## ZIEL:
Geben Sie das Material von der Zeile mit „every woman's hand“ bis einschließlich der Zeile mit „xmin=216 ymin=180 xmax=352 ymax=356“ als zweispaltige CSV mit den Spalten „vorgabe“ und „antwort“ aus, je Vorgabe eine Zeile mit deren Text und der zugehörigen Antwort. Setzen Sie jedes Feld in Anführungszeichen und ersetzen Sie Zeilenumbrüche durch Leerzeichen.
··· AUFGEFÜHRTES MATERIAL
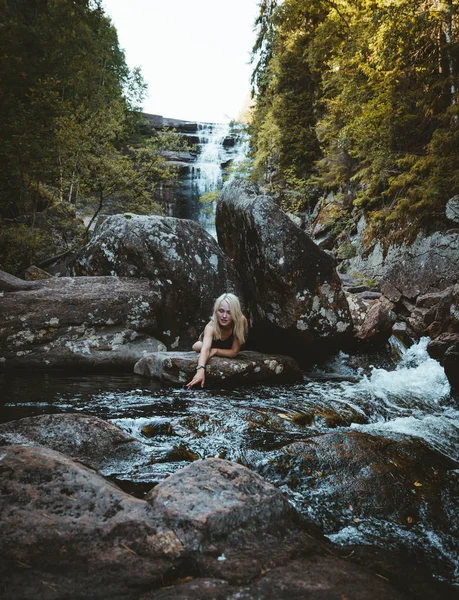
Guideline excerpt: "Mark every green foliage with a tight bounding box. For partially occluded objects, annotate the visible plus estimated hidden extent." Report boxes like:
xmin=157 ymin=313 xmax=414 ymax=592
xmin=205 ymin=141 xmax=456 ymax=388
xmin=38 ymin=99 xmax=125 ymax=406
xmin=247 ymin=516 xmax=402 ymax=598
xmin=0 ymin=0 xmax=185 ymax=272
xmin=250 ymin=0 xmax=459 ymax=239
xmin=0 ymin=223 xmax=53 ymax=275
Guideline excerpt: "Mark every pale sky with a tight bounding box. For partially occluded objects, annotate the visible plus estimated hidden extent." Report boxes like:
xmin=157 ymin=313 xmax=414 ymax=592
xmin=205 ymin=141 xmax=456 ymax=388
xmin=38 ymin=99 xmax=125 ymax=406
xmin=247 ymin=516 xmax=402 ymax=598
xmin=103 ymin=0 xmax=259 ymax=122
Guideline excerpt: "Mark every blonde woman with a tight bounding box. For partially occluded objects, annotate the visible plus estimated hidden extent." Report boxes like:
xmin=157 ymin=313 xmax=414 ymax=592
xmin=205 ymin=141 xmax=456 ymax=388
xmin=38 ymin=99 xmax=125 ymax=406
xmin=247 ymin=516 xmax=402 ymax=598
xmin=186 ymin=294 xmax=248 ymax=389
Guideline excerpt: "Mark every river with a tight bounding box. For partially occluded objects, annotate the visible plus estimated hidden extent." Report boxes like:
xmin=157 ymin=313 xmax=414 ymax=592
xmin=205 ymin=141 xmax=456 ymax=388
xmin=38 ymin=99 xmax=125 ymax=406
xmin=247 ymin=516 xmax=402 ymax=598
xmin=0 ymin=339 xmax=459 ymax=585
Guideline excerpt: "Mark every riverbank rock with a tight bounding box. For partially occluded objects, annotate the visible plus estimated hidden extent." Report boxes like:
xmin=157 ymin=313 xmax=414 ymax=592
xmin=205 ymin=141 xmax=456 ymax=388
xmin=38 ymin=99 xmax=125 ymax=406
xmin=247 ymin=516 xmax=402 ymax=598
xmin=216 ymin=180 xmax=352 ymax=359
xmin=134 ymin=350 xmax=303 ymax=387
xmin=145 ymin=458 xmax=299 ymax=550
xmin=0 ymin=445 xmax=446 ymax=600
xmin=340 ymin=227 xmax=459 ymax=300
xmin=0 ymin=413 xmax=133 ymax=467
xmin=72 ymin=214 xmax=240 ymax=350
xmin=0 ymin=277 xmax=167 ymax=371
xmin=0 ymin=445 xmax=184 ymax=600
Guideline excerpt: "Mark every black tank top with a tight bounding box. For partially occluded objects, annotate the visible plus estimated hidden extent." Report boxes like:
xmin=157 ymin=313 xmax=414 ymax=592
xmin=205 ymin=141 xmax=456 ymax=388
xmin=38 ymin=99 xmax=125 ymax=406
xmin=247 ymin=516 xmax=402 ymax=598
xmin=211 ymin=333 xmax=234 ymax=350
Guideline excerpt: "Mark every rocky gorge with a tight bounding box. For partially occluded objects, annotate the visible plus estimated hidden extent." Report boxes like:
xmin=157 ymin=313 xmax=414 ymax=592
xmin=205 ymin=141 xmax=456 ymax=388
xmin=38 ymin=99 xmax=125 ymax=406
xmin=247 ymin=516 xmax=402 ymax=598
xmin=0 ymin=181 xmax=459 ymax=599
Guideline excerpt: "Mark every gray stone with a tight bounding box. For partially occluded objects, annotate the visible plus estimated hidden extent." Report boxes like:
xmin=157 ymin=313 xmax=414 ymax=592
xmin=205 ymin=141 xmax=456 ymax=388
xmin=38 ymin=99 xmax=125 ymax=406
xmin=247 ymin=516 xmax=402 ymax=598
xmin=0 ymin=445 xmax=184 ymax=600
xmin=72 ymin=214 xmax=240 ymax=350
xmin=24 ymin=265 xmax=52 ymax=281
xmin=0 ymin=271 xmax=33 ymax=292
xmin=356 ymin=302 xmax=397 ymax=343
xmin=0 ymin=277 xmax=167 ymax=371
xmin=145 ymin=458 xmax=295 ymax=550
xmin=0 ymin=413 xmax=133 ymax=467
xmin=216 ymin=180 xmax=352 ymax=358
xmin=446 ymin=196 xmax=459 ymax=223
xmin=346 ymin=232 xmax=459 ymax=299
xmin=134 ymin=350 xmax=303 ymax=387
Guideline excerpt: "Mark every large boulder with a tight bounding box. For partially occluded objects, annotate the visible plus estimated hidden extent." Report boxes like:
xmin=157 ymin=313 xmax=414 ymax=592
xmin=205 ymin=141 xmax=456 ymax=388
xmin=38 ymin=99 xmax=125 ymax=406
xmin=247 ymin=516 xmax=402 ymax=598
xmin=0 ymin=445 xmax=454 ymax=600
xmin=72 ymin=214 xmax=240 ymax=350
xmin=145 ymin=458 xmax=299 ymax=550
xmin=216 ymin=180 xmax=352 ymax=358
xmin=134 ymin=350 xmax=303 ymax=387
xmin=341 ymin=231 xmax=459 ymax=300
xmin=261 ymin=431 xmax=459 ymax=563
xmin=0 ymin=445 xmax=184 ymax=600
xmin=0 ymin=413 xmax=133 ymax=467
xmin=0 ymin=276 xmax=167 ymax=371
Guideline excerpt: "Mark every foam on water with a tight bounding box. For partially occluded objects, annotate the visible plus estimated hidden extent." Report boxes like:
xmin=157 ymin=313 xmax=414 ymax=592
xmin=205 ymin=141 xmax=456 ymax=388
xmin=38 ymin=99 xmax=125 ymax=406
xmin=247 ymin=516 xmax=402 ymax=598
xmin=352 ymin=338 xmax=451 ymax=409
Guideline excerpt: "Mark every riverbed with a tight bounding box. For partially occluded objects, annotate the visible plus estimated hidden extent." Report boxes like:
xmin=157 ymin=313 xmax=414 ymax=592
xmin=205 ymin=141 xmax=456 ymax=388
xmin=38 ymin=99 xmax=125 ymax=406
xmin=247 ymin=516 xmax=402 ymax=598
xmin=0 ymin=339 xmax=459 ymax=585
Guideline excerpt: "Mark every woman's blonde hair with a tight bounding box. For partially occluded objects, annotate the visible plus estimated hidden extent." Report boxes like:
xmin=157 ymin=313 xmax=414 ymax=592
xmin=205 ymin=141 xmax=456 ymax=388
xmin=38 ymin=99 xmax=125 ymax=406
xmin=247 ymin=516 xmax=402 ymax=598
xmin=211 ymin=293 xmax=245 ymax=346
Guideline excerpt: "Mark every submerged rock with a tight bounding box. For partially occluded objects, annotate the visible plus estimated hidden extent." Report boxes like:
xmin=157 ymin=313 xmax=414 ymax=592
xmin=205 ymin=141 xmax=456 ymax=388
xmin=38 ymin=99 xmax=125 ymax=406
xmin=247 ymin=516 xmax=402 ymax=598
xmin=134 ymin=350 xmax=303 ymax=386
xmin=0 ymin=414 xmax=133 ymax=467
xmin=0 ymin=445 xmax=184 ymax=600
xmin=263 ymin=431 xmax=459 ymax=546
xmin=216 ymin=180 xmax=352 ymax=358
xmin=0 ymin=276 xmax=167 ymax=371
xmin=0 ymin=445 xmax=452 ymax=600
xmin=145 ymin=458 xmax=297 ymax=550
xmin=73 ymin=214 xmax=240 ymax=350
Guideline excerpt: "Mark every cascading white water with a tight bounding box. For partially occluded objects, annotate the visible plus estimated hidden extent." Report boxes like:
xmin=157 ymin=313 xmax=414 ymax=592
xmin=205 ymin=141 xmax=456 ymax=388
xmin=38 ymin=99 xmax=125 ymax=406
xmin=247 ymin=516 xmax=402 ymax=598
xmin=192 ymin=123 xmax=247 ymax=237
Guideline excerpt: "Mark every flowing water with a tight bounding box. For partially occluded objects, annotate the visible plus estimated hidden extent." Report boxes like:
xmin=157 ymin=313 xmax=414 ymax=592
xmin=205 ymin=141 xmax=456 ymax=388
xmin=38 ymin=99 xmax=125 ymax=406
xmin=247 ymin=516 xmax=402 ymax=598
xmin=191 ymin=123 xmax=247 ymax=238
xmin=0 ymin=339 xmax=459 ymax=585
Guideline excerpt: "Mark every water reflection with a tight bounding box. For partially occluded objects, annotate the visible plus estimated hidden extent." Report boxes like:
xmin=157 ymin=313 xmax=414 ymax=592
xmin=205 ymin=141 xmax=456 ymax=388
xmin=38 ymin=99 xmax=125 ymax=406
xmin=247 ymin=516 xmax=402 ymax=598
xmin=0 ymin=340 xmax=459 ymax=580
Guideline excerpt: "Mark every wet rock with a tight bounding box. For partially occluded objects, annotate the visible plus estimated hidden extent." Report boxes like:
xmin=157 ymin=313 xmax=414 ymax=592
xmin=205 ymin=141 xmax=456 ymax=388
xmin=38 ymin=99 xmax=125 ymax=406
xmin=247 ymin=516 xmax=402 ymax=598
xmin=134 ymin=350 xmax=303 ymax=387
xmin=0 ymin=414 xmax=133 ymax=467
xmin=24 ymin=265 xmax=52 ymax=281
xmin=446 ymin=196 xmax=459 ymax=223
xmin=0 ymin=271 xmax=33 ymax=292
xmin=409 ymin=284 xmax=459 ymax=338
xmin=355 ymin=302 xmax=397 ymax=342
xmin=0 ymin=445 xmax=184 ymax=600
xmin=427 ymin=333 xmax=459 ymax=360
xmin=344 ymin=291 xmax=378 ymax=330
xmin=145 ymin=458 xmax=304 ymax=550
xmin=141 ymin=421 xmax=175 ymax=438
xmin=392 ymin=321 xmax=415 ymax=348
xmin=0 ymin=276 xmax=167 ymax=371
xmin=216 ymin=180 xmax=352 ymax=359
xmin=146 ymin=556 xmax=407 ymax=600
xmin=72 ymin=214 xmax=240 ymax=350
xmin=442 ymin=342 xmax=459 ymax=391
xmin=263 ymin=431 xmax=458 ymax=543
xmin=345 ymin=232 xmax=459 ymax=299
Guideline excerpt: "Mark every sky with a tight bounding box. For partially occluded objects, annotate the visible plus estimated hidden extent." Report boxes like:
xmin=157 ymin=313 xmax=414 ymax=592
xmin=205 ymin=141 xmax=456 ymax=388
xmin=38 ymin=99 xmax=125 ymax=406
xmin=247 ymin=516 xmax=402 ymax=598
xmin=103 ymin=0 xmax=259 ymax=122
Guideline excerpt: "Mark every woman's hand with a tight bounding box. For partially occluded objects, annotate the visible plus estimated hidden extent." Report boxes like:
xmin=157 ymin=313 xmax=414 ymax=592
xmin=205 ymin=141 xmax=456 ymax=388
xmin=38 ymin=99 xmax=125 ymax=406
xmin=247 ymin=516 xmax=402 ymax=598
xmin=186 ymin=369 xmax=206 ymax=390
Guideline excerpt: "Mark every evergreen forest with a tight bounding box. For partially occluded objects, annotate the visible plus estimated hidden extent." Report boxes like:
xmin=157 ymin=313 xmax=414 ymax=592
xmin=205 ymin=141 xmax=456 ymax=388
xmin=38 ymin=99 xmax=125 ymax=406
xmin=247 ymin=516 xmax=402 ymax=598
xmin=0 ymin=0 xmax=187 ymax=274
xmin=250 ymin=0 xmax=459 ymax=244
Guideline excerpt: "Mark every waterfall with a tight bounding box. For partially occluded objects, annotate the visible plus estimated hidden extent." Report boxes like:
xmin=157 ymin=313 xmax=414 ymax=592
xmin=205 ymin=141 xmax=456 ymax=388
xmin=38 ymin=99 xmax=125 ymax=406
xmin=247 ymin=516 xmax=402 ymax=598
xmin=192 ymin=123 xmax=247 ymax=238
xmin=145 ymin=114 xmax=248 ymax=237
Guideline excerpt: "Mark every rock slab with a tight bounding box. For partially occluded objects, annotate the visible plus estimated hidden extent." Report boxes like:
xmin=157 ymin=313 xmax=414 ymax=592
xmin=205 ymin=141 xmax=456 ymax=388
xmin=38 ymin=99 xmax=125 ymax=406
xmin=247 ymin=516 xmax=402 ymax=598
xmin=0 ymin=274 xmax=165 ymax=371
xmin=134 ymin=350 xmax=303 ymax=386
xmin=72 ymin=214 xmax=240 ymax=350
xmin=216 ymin=180 xmax=352 ymax=356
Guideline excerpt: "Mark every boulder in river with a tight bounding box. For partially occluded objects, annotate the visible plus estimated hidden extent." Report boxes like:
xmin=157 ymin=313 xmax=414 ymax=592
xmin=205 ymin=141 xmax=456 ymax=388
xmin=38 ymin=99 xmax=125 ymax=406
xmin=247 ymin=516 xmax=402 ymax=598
xmin=0 ymin=274 xmax=167 ymax=371
xmin=72 ymin=214 xmax=240 ymax=350
xmin=134 ymin=350 xmax=303 ymax=387
xmin=0 ymin=413 xmax=137 ymax=467
xmin=261 ymin=431 xmax=459 ymax=578
xmin=0 ymin=445 xmax=184 ymax=600
xmin=216 ymin=180 xmax=352 ymax=359
xmin=0 ymin=445 xmax=454 ymax=600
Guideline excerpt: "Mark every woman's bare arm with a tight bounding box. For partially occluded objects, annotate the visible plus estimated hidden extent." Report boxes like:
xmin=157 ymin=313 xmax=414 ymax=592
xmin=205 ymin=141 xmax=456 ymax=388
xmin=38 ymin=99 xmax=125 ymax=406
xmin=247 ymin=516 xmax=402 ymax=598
xmin=186 ymin=323 xmax=214 ymax=389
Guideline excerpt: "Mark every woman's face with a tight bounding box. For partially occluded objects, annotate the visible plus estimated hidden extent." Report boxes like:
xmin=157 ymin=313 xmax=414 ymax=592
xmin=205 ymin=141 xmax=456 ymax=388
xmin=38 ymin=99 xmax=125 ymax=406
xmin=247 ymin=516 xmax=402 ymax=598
xmin=217 ymin=300 xmax=233 ymax=327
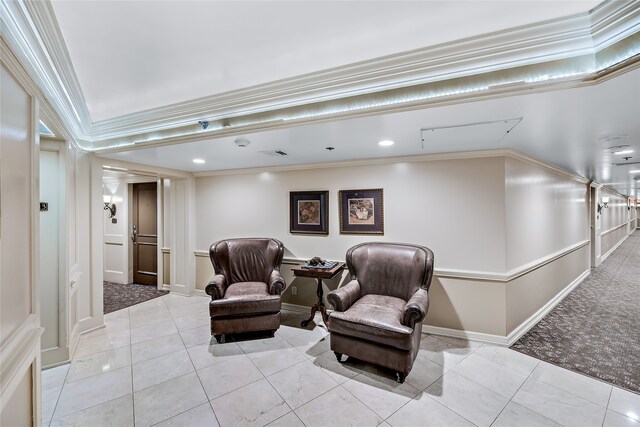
······
## ERGEBNIS SIEHE UNTEN:
vorgabe,antwort
"Guideline excerpt: ""Mark every woman's hand with a tight bounding box. For partially occluded objects, annotate the visible plus estimated hidden extent."" Report boxes like: xmin=157 ymin=313 xmax=414 ymax=592 xmin=205 ymin=141 xmax=456 ymax=388 xmin=38 ymin=99 xmax=125 ymax=406 xmin=247 ymin=516 xmax=402 ymax=598","xmin=186 ymin=369 xmax=206 ymax=390"
"Guideline excerpt: ""Mark every evergreen forest with a tight bounding box. For partially occluded objects, annotate the visible plus estimated hidden extent."" Report boxes like: xmin=157 ymin=313 xmax=414 ymax=592 xmin=205 ymin=141 xmax=456 ymax=388 xmin=38 ymin=99 xmax=125 ymax=406 xmin=247 ymin=516 xmax=402 ymax=598","xmin=0 ymin=0 xmax=187 ymax=274 xmin=250 ymin=0 xmax=459 ymax=244"
"Guideline excerpt: ""Mark every waterfall with a tight bounding box. For partially occluded objects, annotate the visible plus estimated hidden extent."" Report boxes like: xmin=157 ymin=313 xmax=414 ymax=592 xmin=205 ymin=141 xmax=456 ymax=388 xmin=38 ymin=99 xmax=125 ymax=406 xmin=247 ymin=516 xmax=402 ymax=598","xmin=192 ymin=123 xmax=247 ymax=238 xmin=145 ymin=114 xmax=248 ymax=237"
"Guideline excerpt: ""Mark every rock slab with a tight bounding box. For partially occluded objects, annotate the visible plus estimated hidden extent."" Report boxes like: xmin=157 ymin=313 xmax=414 ymax=592 xmin=205 ymin=141 xmax=456 ymax=388 xmin=38 ymin=99 xmax=125 ymax=406 xmin=247 ymin=516 xmax=402 ymax=598","xmin=0 ymin=274 xmax=165 ymax=371 xmin=134 ymin=350 xmax=303 ymax=386 xmin=72 ymin=214 xmax=240 ymax=350 xmin=216 ymin=180 xmax=352 ymax=356"